Stored data START

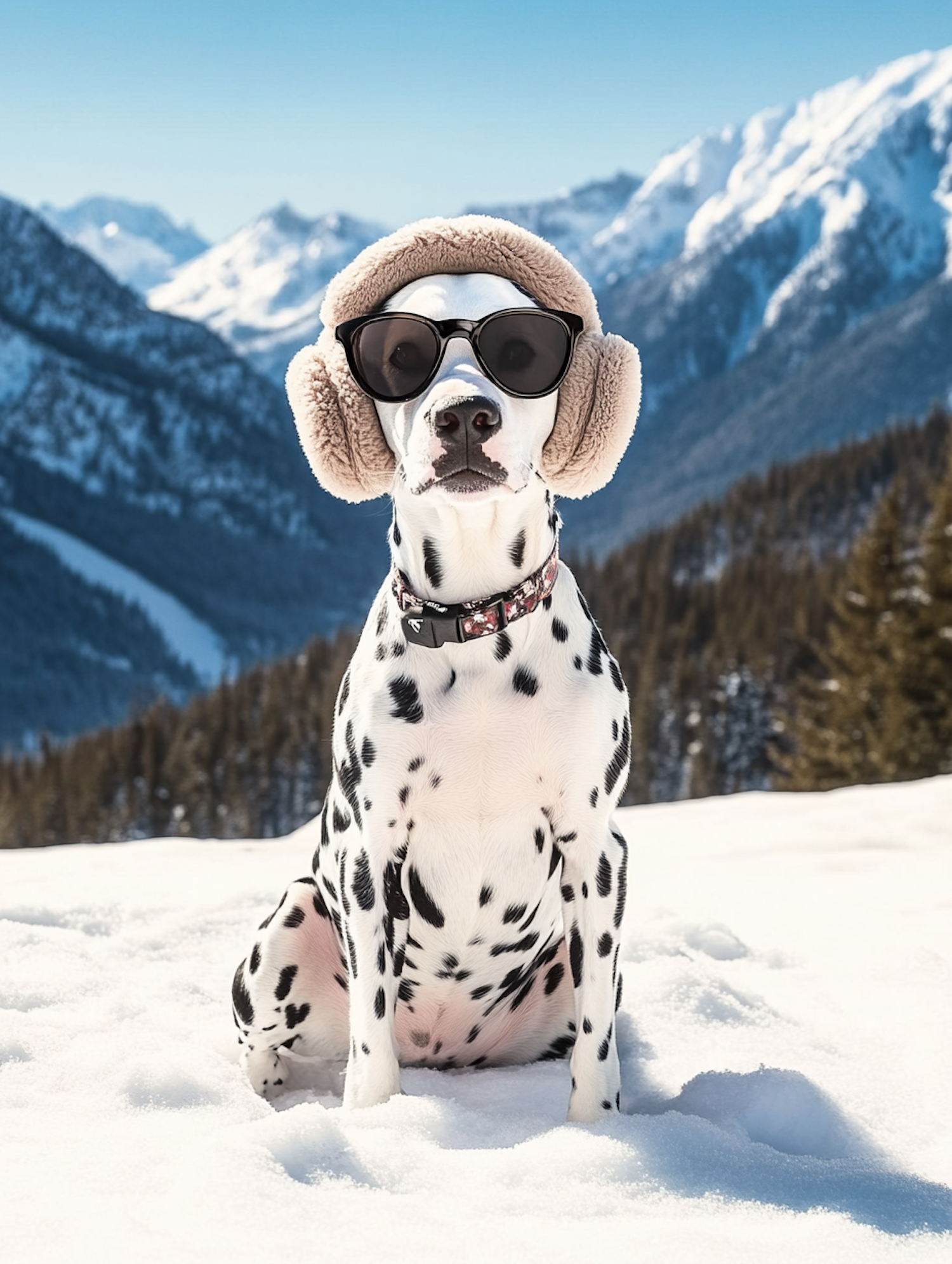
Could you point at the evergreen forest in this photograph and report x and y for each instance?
(794, 635)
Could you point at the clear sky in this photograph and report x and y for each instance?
(393, 109)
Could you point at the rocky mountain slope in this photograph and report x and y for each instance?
(145, 437)
(140, 244)
(262, 288)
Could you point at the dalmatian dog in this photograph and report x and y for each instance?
(468, 884)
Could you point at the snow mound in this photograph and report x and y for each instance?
(808, 1119)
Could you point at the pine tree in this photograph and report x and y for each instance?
(930, 656)
(852, 726)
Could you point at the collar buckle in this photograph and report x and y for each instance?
(432, 629)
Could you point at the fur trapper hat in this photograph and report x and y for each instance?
(338, 423)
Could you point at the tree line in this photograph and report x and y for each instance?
(795, 634)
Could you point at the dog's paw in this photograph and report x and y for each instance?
(368, 1086)
(586, 1109)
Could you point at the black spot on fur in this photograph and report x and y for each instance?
(595, 653)
(393, 895)
(362, 882)
(517, 549)
(433, 566)
(341, 821)
(525, 683)
(344, 692)
(558, 1048)
(554, 978)
(577, 956)
(604, 876)
(285, 980)
(296, 1014)
(522, 946)
(623, 880)
(503, 646)
(406, 700)
(241, 999)
(423, 901)
(522, 992)
(619, 759)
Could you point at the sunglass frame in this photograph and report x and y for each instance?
(448, 329)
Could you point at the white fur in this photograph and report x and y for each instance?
(516, 759)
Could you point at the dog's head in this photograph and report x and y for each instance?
(463, 435)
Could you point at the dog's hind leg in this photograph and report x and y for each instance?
(593, 893)
(290, 997)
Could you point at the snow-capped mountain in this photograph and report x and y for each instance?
(143, 462)
(788, 283)
(574, 219)
(140, 244)
(262, 288)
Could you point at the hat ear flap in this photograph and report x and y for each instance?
(338, 425)
(598, 406)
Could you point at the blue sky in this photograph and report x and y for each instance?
(392, 110)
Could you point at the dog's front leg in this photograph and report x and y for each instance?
(593, 904)
(374, 926)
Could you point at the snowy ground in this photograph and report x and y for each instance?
(788, 961)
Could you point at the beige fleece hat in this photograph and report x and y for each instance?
(338, 423)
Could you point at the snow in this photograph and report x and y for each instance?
(140, 244)
(262, 288)
(786, 1034)
(187, 637)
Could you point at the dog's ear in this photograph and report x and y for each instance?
(336, 423)
(598, 406)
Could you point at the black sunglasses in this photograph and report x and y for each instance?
(525, 350)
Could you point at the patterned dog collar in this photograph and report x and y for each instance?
(430, 625)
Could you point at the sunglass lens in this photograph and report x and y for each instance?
(395, 356)
(525, 352)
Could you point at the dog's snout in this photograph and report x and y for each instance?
(477, 418)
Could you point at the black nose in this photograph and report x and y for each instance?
(476, 418)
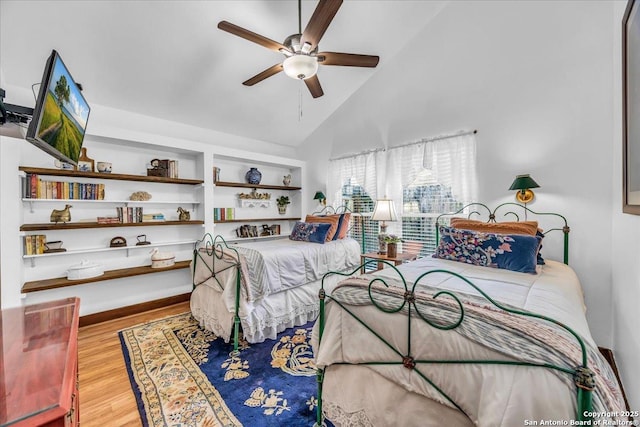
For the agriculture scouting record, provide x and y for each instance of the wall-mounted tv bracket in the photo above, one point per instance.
(10, 113)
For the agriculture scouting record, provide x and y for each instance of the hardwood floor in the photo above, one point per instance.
(106, 397)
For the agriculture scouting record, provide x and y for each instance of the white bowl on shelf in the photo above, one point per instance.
(84, 270)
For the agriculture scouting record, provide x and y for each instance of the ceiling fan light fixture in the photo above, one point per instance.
(300, 66)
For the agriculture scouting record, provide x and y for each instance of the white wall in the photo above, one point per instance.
(536, 80)
(625, 247)
(115, 135)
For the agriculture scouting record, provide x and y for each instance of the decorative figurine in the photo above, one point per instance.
(184, 215)
(282, 202)
(140, 196)
(63, 215)
(142, 240)
(118, 242)
(54, 246)
(253, 176)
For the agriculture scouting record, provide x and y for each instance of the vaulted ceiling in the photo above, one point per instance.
(167, 59)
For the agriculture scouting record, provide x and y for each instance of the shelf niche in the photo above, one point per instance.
(62, 282)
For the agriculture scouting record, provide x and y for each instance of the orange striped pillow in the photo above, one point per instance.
(516, 227)
(333, 220)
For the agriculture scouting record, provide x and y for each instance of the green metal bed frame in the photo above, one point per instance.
(583, 376)
(217, 248)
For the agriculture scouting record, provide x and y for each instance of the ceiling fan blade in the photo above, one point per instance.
(314, 86)
(347, 59)
(251, 36)
(263, 75)
(320, 20)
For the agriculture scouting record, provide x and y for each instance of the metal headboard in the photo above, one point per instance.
(508, 209)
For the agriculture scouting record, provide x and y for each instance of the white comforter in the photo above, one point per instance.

Stored data END

Task to complete>
Leaving out only the pictures, reproduce the listing exactly.

Problem solution>
Could you point at the evergreen forest in this photograph and report x and y for each instance?
(794, 635)
Could you point at the clear sky in this photograph and report x and y for each instance?
(393, 109)
Could you point at the rocky mountain slope in this photograph and report x and y for each instance?
(145, 437)
(140, 244)
(262, 288)
Could you point at the dalmatian dog in this photograph and report x and y for each instance?
(468, 884)
Could you point at the snow mound in this photograph and report x and y for each instance?
(808, 1119)
Could you point at the pine tree in this photograph and report x and y for each instance?
(930, 656)
(852, 726)
Could you point at the collar buckle in this photograph and report x and y for each instance?
(432, 629)
Could you point at the fur trapper hat in this photograph and report x and y for each instance?
(338, 423)
Could you point at the tree line in this photograph and report x and y for each instance?
(795, 634)
Could you point at the dog's paw in this photograph and report x and y for each instance?
(368, 1086)
(586, 1109)
Could you point at the black spot on fur in this photograph and report x and y for each instance?
(595, 653)
(393, 895)
(362, 882)
(517, 549)
(433, 566)
(341, 821)
(525, 683)
(344, 692)
(558, 1048)
(554, 978)
(577, 956)
(604, 876)
(285, 980)
(296, 1014)
(522, 946)
(623, 880)
(503, 646)
(406, 700)
(241, 999)
(423, 901)
(522, 992)
(619, 759)
Could you point at the sunglass frame in this photograph and report x and y for each instance?
(448, 329)
Could you point at the white fur in this photograph and report x and y for each instance?
(516, 759)
Could you point at the dog's head in this photograph and report x and y for each instance?
(463, 435)
Could you point at the dog's hind leg in this photograph and report x and y for each instance?
(593, 893)
(290, 997)
Could you point at the snow-capped mountain in this photograph and report x and y for each instance?
(143, 462)
(788, 283)
(574, 219)
(140, 244)
(262, 288)
Could you point at the hat ear flap in this photograph and report x and y for each instance?
(338, 425)
(598, 406)
Could you point at the blue sky in this photograph and report x and y for each instance?
(392, 110)
Could you point at the dog's front leg in this photograph and report x and y for each instance?
(593, 904)
(374, 926)
Could you point at the snowy ground in this photograph and report x and y for each instance?
(788, 961)
Could you point at the beige fleece hat in this photograph and report x and y for each instance?
(338, 423)
Could you point at the snow in this photograph and report x and y for each instance?
(140, 244)
(262, 288)
(786, 1034)
(187, 637)
Could you point at the dog's ear in this photograph and report x and y for each instance?
(336, 423)
(598, 406)
Could you point at the black sunglasses in this photograph and report x and y for each instance?
(525, 350)
Could you point at the patterned dog collar in this photograph and report x and y for each instance?
(430, 625)
Could you point at the sunglass lens in this photograph and report x and y for each instance?
(395, 356)
(525, 352)
Could you point at the dog's snout in this photograph and report x and y for each instance?
(477, 418)
Could you point at the black nose in this photograph and report x and y for each instance?
(476, 418)
For the agriculture scouting record, provide x and y for each instance of the wall-mounted tv bracket in the photo above, one point per instance.
(10, 113)
For the agriculture scouting record, provide x and y for each instance of the hardwood floor in the photo above, one point per instance.
(106, 397)
For the agriculture scouting record, provide x and y for each instance of the white bowl on shelf in the photo above, one point per instance.
(84, 270)
For the agriculture scouting record, provide x and y for each instance of the ceiling fan light fixture in the photo above, one point per instance.
(300, 66)
For the agriculture scouting record, provide x and y for each instance of the white wall in the photo above, one point per instance.
(536, 80)
(625, 247)
(115, 135)
For the agriculture scouting record, provide x and y for each instance of the decorative figurine in the photo above, one point per instance.
(184, 215)
(282, 202)
(140, 196)
(63, 215)
(142, 240)
(118, 242)
(54, 246)
(253, 176)
For the agriculture scouting record, provide x and y for each instance of the vaulted ceiling in the photo above, one point per instance.
(167, 59)
For the agriculture scouting record, provide x and y for each instance of the shelf niche in the photo above, one point per instance.
(62, 282)
For the agriculture scouting record, provide x and y for each instance of the orange striped pillow in the photo above, one point per instance.
(516, 227)
(333, 220)
For the agriculture scouting record, provide x and y for each instance of the green metal bed frame in the photo above, one point per instance.
(583, 376)
(217, 248)
For the agriculture scouting record, provide x and y for each instance of the ceiling fan blade in the photo above, one point per instance.
(314, 86)
(347, 59)
(251, 36)
(263, 75)
(320, 20)
For the agriculture scouting record, provide x and y for each instance of the metal headboard in the photo above, one point per instance.
(508, 209)
For the agriculture scouting record, provide x and y for each instance of the white comforter in the photo above, one point per instance.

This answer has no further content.